PROBLEM: Among the lines below, how many have the string "detector" in them? Only the number is wanted.

[Stored data entries]
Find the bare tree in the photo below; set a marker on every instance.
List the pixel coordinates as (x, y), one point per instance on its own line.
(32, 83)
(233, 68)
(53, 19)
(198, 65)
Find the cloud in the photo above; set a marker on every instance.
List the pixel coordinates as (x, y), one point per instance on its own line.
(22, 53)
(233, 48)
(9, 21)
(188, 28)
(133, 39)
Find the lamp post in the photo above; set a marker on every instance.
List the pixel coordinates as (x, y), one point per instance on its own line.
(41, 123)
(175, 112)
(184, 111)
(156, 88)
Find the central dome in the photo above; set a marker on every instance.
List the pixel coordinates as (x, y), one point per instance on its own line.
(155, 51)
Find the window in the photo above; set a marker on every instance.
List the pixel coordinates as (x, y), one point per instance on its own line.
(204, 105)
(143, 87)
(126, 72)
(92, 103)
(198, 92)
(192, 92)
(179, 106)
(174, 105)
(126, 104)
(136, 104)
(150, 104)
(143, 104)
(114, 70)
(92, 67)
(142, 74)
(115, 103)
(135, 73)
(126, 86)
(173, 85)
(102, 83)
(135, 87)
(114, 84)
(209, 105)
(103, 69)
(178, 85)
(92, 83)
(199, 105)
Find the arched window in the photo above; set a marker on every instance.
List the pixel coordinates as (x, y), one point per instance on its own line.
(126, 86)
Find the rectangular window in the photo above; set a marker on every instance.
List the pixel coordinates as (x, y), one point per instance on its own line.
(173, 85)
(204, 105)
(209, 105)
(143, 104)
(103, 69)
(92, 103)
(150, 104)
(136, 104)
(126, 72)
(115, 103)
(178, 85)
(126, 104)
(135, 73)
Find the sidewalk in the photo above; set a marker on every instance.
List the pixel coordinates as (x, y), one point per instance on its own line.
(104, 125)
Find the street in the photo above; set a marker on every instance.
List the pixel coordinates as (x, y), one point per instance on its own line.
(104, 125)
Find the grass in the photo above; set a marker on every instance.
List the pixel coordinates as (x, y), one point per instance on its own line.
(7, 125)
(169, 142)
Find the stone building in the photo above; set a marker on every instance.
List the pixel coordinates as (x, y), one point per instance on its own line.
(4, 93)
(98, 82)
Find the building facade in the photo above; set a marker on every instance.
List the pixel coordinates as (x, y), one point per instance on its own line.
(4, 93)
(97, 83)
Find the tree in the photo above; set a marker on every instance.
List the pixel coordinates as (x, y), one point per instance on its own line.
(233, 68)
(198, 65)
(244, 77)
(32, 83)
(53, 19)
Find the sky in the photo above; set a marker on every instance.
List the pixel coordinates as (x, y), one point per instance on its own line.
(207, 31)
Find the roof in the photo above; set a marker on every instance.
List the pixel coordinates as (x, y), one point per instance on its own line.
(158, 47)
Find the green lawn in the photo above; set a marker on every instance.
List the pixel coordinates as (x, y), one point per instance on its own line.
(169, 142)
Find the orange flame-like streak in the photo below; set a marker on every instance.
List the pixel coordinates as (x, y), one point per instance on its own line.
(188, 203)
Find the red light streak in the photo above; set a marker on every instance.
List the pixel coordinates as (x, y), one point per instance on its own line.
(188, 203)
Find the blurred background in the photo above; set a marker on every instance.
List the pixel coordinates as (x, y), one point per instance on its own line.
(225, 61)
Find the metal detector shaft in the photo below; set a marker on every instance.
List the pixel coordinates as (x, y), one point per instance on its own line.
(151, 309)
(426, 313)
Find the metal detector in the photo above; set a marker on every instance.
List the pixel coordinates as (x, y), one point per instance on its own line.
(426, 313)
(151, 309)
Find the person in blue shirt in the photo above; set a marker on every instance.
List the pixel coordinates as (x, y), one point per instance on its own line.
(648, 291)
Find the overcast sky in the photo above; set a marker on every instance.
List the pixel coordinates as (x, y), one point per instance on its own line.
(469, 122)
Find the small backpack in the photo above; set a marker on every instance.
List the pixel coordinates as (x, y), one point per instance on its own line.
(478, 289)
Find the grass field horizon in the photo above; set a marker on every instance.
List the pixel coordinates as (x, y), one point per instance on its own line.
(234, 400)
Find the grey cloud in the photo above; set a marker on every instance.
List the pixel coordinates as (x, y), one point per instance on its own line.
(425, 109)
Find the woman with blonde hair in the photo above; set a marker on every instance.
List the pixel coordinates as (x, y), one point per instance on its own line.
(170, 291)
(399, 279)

RESPONSE TO THIS TASK: 2